Task details - In your answer, set down the records below exactly as they stand, omitting pictures.

Records provided -
# # # # # # #

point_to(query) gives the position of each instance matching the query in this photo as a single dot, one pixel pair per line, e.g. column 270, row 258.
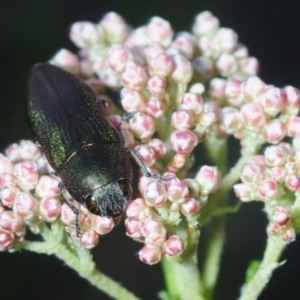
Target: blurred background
column 33, row 30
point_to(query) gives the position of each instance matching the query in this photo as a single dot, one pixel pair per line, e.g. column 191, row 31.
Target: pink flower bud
column 281, row 216
column 276, row 155
column 150, row 254
column 156, row 85
column 208, row 179
column 292, row 182
column 183, row 70
column 251, row 173
column 86, row 34
column 174, row 245
column 115, row 28
column 6, row 166
column 132, row 100
column 226, row 64
column 268, row 189
column 6, row 240
column 26, row 174
column 274, row 131
column 192, row 102
column 159, row 147
column 133, row 229
column 272, row 101
column 293, row 127
column 155, row 193
column 102, row 225
column 66, row 60
column 8, row 195
column 134, row 76
column 89, row 239
column 183, row 141
column 26, row 206
column 190, row 206
column 160, row 31
column 49, row 209
column 253, row 116
column 142, row 126
column 253, row 87
column 205, row 24
column 177, row 190
column 10, row 221
column 47, row 186
column 155, row 107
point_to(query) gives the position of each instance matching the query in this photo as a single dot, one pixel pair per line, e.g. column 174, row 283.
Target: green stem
column 274, row 249
column 213, row 257
column 80, row 261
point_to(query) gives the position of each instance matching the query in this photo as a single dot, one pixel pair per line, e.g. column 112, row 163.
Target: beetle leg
column 144, row 169
column 74, row 209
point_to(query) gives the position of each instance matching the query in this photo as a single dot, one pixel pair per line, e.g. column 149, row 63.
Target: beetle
column 80, row 142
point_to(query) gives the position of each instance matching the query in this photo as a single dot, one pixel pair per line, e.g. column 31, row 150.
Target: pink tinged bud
column 102, row 225
column 230, row 120
column 6, row 180
column 268, row 189
column 133, row 229
column 183, row 69
column 66, row 60
column 276, row 155
column 160, row 31
column 182, row 119
column 49, row 209
column 89, row 239
column 47, row 186
column 251, row 173
column 159, row 148
column 253, row 116
column 208, row 179
column 292, row 182
column 150, row 254
column 142, row 126
column 192, row 102
column 293, row 127
column 118, row 56
column 155, row 107
column 174, row 245
column 249, row 66
column 26, row 206
column 155, row 193
column 134, row 76
column 253, row 87
column 146, row 154
column 8, row 195
column 272, row 101
column 289, row 235
column 205, row 24
column 177, row 190
column 281, row 216
column 115, row 28
column 183, row 141
column 226, row 64
column 10, row 221
column 6, row 166
column 190, row 206
column 274, row 131
column 132, row 100
column 292, row 98
column 157, row 85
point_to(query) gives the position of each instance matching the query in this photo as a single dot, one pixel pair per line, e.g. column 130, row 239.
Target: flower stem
column 274, row 249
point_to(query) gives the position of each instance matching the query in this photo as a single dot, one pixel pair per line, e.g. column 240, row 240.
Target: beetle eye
column 91, row 205
column 126, row 188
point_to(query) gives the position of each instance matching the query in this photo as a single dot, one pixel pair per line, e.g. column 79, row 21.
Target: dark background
column 32, row 31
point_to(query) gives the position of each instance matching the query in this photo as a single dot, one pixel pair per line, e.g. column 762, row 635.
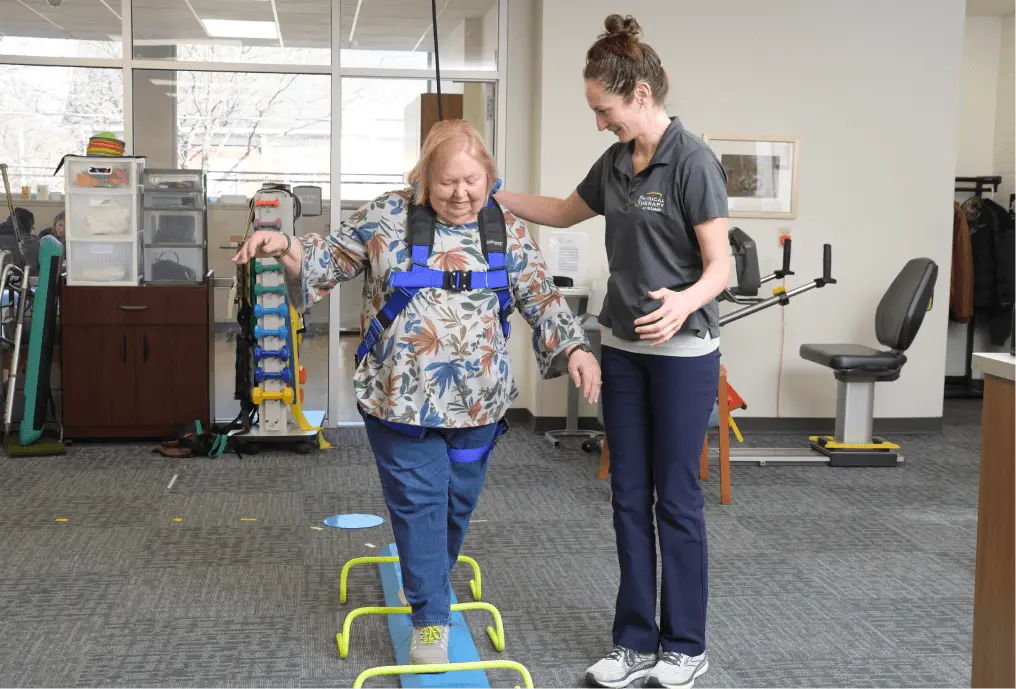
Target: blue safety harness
column 420, row 236
column 421, row 240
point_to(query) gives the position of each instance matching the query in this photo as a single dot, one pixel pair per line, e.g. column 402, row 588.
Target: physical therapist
column 662, row 193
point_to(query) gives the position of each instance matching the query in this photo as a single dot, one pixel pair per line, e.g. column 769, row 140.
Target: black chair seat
column 858, row 358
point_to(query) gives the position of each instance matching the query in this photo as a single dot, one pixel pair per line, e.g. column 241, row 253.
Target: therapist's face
column 623, row 119
column 459, row 188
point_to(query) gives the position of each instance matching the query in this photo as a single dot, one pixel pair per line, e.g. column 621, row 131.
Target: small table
column 994, row 661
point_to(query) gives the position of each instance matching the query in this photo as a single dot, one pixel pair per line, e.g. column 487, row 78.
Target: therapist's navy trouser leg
column 430, row 500
column 655, row 414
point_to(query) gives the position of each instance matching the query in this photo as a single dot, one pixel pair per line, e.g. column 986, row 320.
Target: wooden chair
column 724, row 447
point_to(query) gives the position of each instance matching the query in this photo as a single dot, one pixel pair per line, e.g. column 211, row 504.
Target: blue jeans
column 430, row 500
column 655, row 414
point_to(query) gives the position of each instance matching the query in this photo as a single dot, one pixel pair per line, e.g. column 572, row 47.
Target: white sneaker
column 677, row 671
column 620, row 668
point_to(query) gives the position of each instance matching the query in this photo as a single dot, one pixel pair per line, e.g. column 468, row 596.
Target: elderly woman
column 443, row 265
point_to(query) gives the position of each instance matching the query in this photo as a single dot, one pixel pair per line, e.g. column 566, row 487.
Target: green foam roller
column 41, row 340
column 263, row 290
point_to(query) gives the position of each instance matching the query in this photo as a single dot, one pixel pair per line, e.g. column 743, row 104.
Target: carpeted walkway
column 820, row 577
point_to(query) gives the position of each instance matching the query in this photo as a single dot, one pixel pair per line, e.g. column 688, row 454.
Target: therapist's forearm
column 547, row 210
column 714, row 279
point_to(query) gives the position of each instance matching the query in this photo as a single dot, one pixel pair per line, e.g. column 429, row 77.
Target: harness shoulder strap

# # # # # # #

Solution to the exercise -
point_to(query) gives the position of each instance matching the query in this photo as a single dot, one pixel pair per line, e.g. column 270, row 258.
Target: blurred background
column 33, row 30
point_to(query) gives the position of each instance matching the query in this photo as a single dot, one pixel pair per line, e.g. column 191, row 31.
Target: pink flower bud
column 281, row 216
column 276, row 155
column 150, row 254
column 156, row 85
column 208, row 179
column 292, row 182
column 183, row 70
column 251, row 173
column 86, row 34
column 174, row 245
column 115, row 28
column 6, row 166
column 132, row 100
column 226, row 64
column 268, row 189
column 6, row 240
column 26, row 174
column 274, row 131
column 192, row 102
column 159, row 147
column 133, row 229
column 272, row 101
column 293, row 127
column 155, row 193
column 102, row 225
column 66, row 60
column 8, row 195
column 134, row 76
column 89, row 239
column 183, row 141
column 26, row 206
column 190, row 206
column 160, row 31
column 49, row 209
column 253, row 116
column 142, row 126
column 253, row 87
column 205, row 24
column 177, row 190
column 10, row 221
column 47, row 186
column 155, row 107
point_to(query) gives the position of each instance matching the query in this photo as a single dot, one pixel pair per line, e.g. column 174, row 283.
Target: green stem
column 274, row 249
column 213, row 257
column 80, row 261
point_to(query) gives the position of each instance matching the query in this photo as a single dot, one pixel pair per line, e.g. column 112, row 163.
Target: beetle leg
column 144, row 169
column 74, row 209
point_to(query) gives the position of each instance matching the query in this photo as a single dot, one pixel pair per line, e.g. column 149, row 63.
Target: beetle
column 80, row 142
point_to(query) gives the position of each instance matching the query in this photo as a single dot, one pixel pair per line, e.g. column 31, row 150.
Target: pink tinged bud
column 102, row 225
column 230, row 120
column 6, row 180
column 268, row 189
column 133, row 229
column 183, row 69
column 66, row 60
column 276, row 155
column 160, row 31
column 182, row 119
column 49, row 209
column 89, row 239
column 47, row 186
column 251, row 173
column 159, row 148
column 253, row 116
column 208, row 179
column 292, row 182
column 150, row 254
column 142, row 126
column 192, row 102
column 293, row 127
column 118, row 56
column 155, row 107
column 174, row 245
column 249, row 66
column 26, row 206
column 155, row 193
column 134, row 76
column 253, row 87
column 146, row 154
column 8, row 195
column 272, row 101
column 289, row 235
column 205, row 24
column 177, row 190
column 281, row 216
column 115, row 28
column 183, row 141
column 226, row 64
column 10, row 221
column 6, row 166
column 190, row 206
column 274, row 131
column 132, row 100
column 292, row 98
column 157, row 85
point_to(query) gives the position of each instance matching the query in this photo as a single dot, one pixel pair per line, e.g. column 130, row 239.
Target: flower stem
column 274, row 249
point_to(query) gives the position of each instance matching the query in this photo as a single dot, one pixel pair per line, e.g. column 240, row 240.
Target: beetle eye
column 91, row 205
column 126, row 188
point_to(query) gives the position of each instance matching the query in this photo as a single dot, one pixel pair per line, e.g. column 79, row 21.
Target: dark background
column 32, row 31
point_to(query) gives the position of each instance matching the query in this photo as a single dot, one pixel pair per line, e.g. column 762, row 635.
Target: blue safety harness
column 420, row 236
column 421, row 240
point_to(query) gives the position of each instance matching the query in this photo as a single dot, one pixel pair per line, e.g. column 402, row 588.
Target: physical therapist
column 662, row 193
point_to(query) gives the position of each instance matching the query in this photo as a single dot, one pixel pair per line, e.g. column 769, row 140.
Target: black chair seat
column 858, row 358
point_to(query) gives the position of each instance matching the query in this photo as a single dot, one pixel pair per line, e.g. column 241, row 253.
Target: therapist's face
column 623, row 119
column 459, row 188
point_to(query) gives the position of each instance matching the query in this photo as a single dot, one pixel pair per line, e.g. column 621, row 131.
Target: small table
column 994, row 661
point_to(query) gives the position of each instance matching the query in this photo as a single dot, one pixel pair per line, e.g. column 487, row 78.
Target: therapist's navy trouser leg
column 430, row 500
column 655, row 414
point_to(query) gives the position of each instance matching the query in this photo as a single dot, one pixel pair per line, e.g. column 986, row 320.
Target: wooden chair
column 724, row 447
point_to(query) gives the position of each instance matching the query in this photo as a single dot, one pixel pair per line, e.g. column 211, row 504.
Target: blue jeans
column 430, row 500
column 655, row 414
point_to(query) gives the position of each instance matching the query in this photo as a single dot, one pixel pair per line, e.g. column 572, row 47.
Target: white sneaker
column 677, row 671
column 620, row 668
point_to(query) gives the position of each instance matching the query in this photo as a single dot, one pixel pair per line, e.g. column 468, row 596.
Target: elderly woman
column 443, row 265
point_to(query) gives the position of each instance matching the query in this photo as a single dot, one pixel pair per line, e.g. column 566, row 487.
Target: green foam roller
column 41, row 340
column 263, row 290
point_to(query) gives the position of each instance matching the query in this photo as a single dot, one pixel pair per line, e.g. column 743, row 104.
Target: carpeted walkway
column 820, row 577
point_to(query) gives the position of each instance matching the query in this photo as a single dot, one pixel pair per line, e.g. column 688, row 454.
Target: therapist's forearm
column 547, row 210
column 714, row 279
point_to(query) gives the position of each instance matching the query in this photo as a single dot, one pixel pair per line, e.g. column 429, row 77.
Target: harness shoulder strap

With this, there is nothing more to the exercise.